**YOUR GOAL:** Extract all records. Keep each one exact.

**SUPPLIED INFORMATION:**
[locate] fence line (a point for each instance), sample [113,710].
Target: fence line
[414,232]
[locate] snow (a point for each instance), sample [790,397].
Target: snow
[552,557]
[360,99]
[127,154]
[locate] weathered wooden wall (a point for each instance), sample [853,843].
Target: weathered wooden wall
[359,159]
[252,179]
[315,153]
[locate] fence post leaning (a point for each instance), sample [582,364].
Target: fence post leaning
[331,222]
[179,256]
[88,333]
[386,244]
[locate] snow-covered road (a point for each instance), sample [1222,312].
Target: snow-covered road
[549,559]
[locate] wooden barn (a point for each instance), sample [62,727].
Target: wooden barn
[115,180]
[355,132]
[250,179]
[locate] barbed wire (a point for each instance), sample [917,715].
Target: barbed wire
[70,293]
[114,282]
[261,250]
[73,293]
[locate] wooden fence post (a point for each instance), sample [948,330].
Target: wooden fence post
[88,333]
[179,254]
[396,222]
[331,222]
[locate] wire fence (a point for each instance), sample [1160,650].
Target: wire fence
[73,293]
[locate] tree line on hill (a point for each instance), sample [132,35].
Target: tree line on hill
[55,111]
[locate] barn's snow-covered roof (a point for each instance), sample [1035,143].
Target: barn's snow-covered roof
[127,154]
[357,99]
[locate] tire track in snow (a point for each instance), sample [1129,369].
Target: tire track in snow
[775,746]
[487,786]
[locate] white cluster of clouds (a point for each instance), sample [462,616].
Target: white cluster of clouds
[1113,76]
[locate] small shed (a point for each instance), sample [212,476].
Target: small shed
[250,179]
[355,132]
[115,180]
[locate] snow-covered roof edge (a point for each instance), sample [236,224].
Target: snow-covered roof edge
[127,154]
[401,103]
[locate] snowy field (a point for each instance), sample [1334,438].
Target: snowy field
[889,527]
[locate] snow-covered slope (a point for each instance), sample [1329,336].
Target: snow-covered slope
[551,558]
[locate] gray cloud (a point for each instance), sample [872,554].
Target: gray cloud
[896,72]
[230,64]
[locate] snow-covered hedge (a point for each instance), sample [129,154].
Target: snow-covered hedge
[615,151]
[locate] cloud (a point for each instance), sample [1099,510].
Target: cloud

**RESPONSE BELOW:**
[locate] fence line (a point for each instance), sample [113,710].
Target: fence line
[414,232]
[locate] snow (a point for each instance), sample [790,397].
Target: snow
[552,557]
[360,99]
[127,154]
[locate] weathered wooden wall (a point for each instance), sample [853,843].
Target: weathered wooden wall
[359,159]
[252,179]
[315,153]
[locate] fence post leaning (a point for each instance), sample [582,364].
Target: fence post leaning
[331,222]
[179,256]
[88,333]
[386,244]
[locate] snow-covered road (a point for each instance), sample [1222,312].
Target: snow-covered road
[549,559]
[locate] wooden barn (a point for each instance), sample [62,727].
Target: wooden barn
[115,180]
[355,132]
[250,179]
[locate] barbed wire (a point for each instance), sample [917,715].
Target: barbed wire
[70,293]
[114,282]
[261,250]
[73,293]
[locate] wooden fence post (a point for each instance), sample [948,330].
Target: wooden fence post
[88,333]
[179,254]
[396,222]
[331,222]
[locate] wire fence (a point for each instance), sample [1160,650].
Target: wire fence
[73,293]
[locate] tree line on hill (a point for each instance), sample [132,35].
Target: tree line on hill
[55,111]
[locate] barn's snow-covered roof (a point for each instance), sample [1035,143].
Target: barn's snow-covered roof
[127,154]
[357,99]
[locate] tire track in snow (a point for each instance), sample [1129,369].
Target: tire track in snow
[775,746]
[487,786]
[locate] white cluster of clouds (a point for each instance), sample [462,616].
Target: white cluster of clouds
[1113,76]
[locate] small shed (a point for each instance), sample [212,476].
Target: small shed
[250,179]
[355,132]
[115,180]
[locate] snow-covered roof edge (a point for each instance), sample [236,224].
Target: snow-covered roof edge
[127,154]
[401,103]
[locate] snowy field (a point for each instance), sample [1334,438].
Target: snowy field
[889,527]
[locate] snow-covered slope (a point for each instance), sample [1329,336].
Target: snow-covered slope
[551,558]
[locate] gray cloud (a point for each instance), sample [872,554].
Target: gray cloud
[896,72]
[230,64]
[locate] snow-covered hedge (a point for each instance), sample [129,154].
Target: snow-covered hedge
[615,151]
[locate] cloud (a point for each instance), sample [1099,510].
Target: cloud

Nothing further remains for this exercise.